Data excerpts:
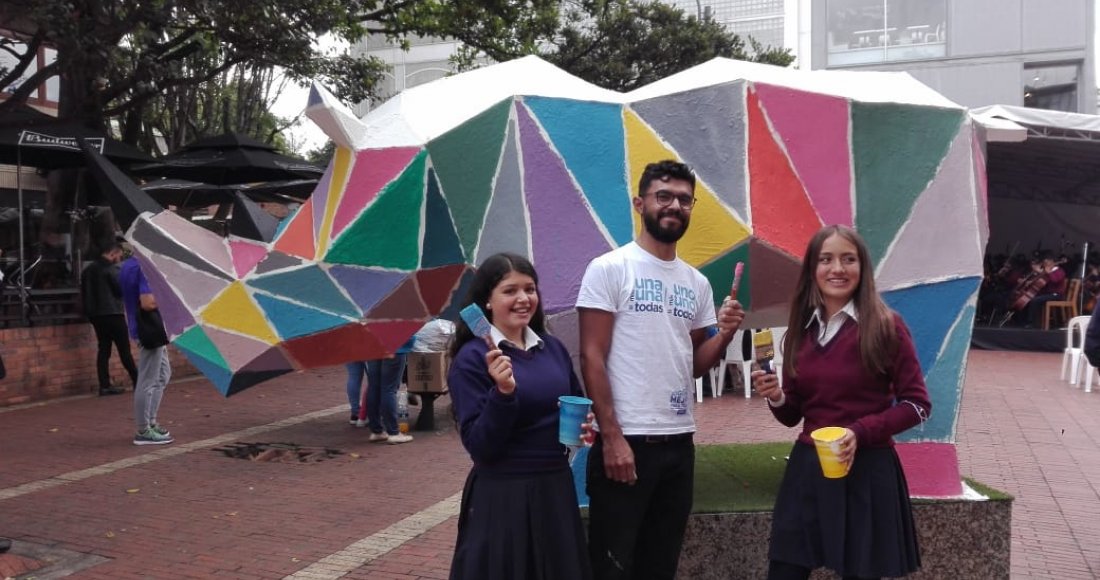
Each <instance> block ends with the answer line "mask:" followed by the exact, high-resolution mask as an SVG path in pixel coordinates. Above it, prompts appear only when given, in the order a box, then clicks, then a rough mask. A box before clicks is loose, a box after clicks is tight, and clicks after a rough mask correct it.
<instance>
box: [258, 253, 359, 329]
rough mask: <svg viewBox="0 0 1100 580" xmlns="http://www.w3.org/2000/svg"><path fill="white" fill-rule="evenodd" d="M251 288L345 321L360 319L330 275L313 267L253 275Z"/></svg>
mask: <svg viewBox="0 0 1100 580" xmlns="http://www.w3.org/2000/svg"><path fill="white" fill-rule="evenodd" d="M248 284H249V286H250V287H253V288H256V289H261V291H265V292H268V293H271V294H274V295H276V296H282V297H285V298H289V299H293V300H297V302H299V303H303V304H308V305H309V306H310V307H311V308H317V309H318V310H324V311H328V313H332V314H337V315H340V316H344V317H348V318H359V316H360V314H361V313H360V310H359V308H356V307H355V305H354V304H352V302H351V300H350V299H348V297H346V296H344V294H343V292H341V289H340V287H339V286H338V285H337V283H335V281H333V280H332V278H331V277H329V275H328V274H327V273H326V272H324V271H323V270H321V269H320V267H319V266H317V265H316V264H312V265H309V266H306V267H299V269H296V270H289V271H285V272H276V273H274V274H265V275H263V276H256V277H253V278H251V280H249V282H248Z"/></svg>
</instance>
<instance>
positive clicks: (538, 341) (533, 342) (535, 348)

» **TASK DIRECTIONS**: Rename "rough mask" to "coarse mask" in the records, starting at their first line and going on through the line containing "rough mask: <svg", with all else unchanged. Leave the pictures out of your answer.

» **RESPONSE BELOW**:
Each <instance> block ends with the answer line "mask:" followed by the exact, high-resolution mask as an SVG path in pixel coordinates. Above it, prompts appear only when given, in the order a box, then clicks, then a coarse mask. A box before clicks is loose, a box after clicks is tight, and clicks after a coarse mask correct it.
<instance>
box: [258, 253, 359, 329]
coarse mask: <svg viewBox="0 0 1100 580" xmlns="http://www.w3.org/2000/svg"><path fill="white" fill-rule="evenodd" d="M251 288L345 321L360 319L330 275L313 267L253 275Z"/></svg>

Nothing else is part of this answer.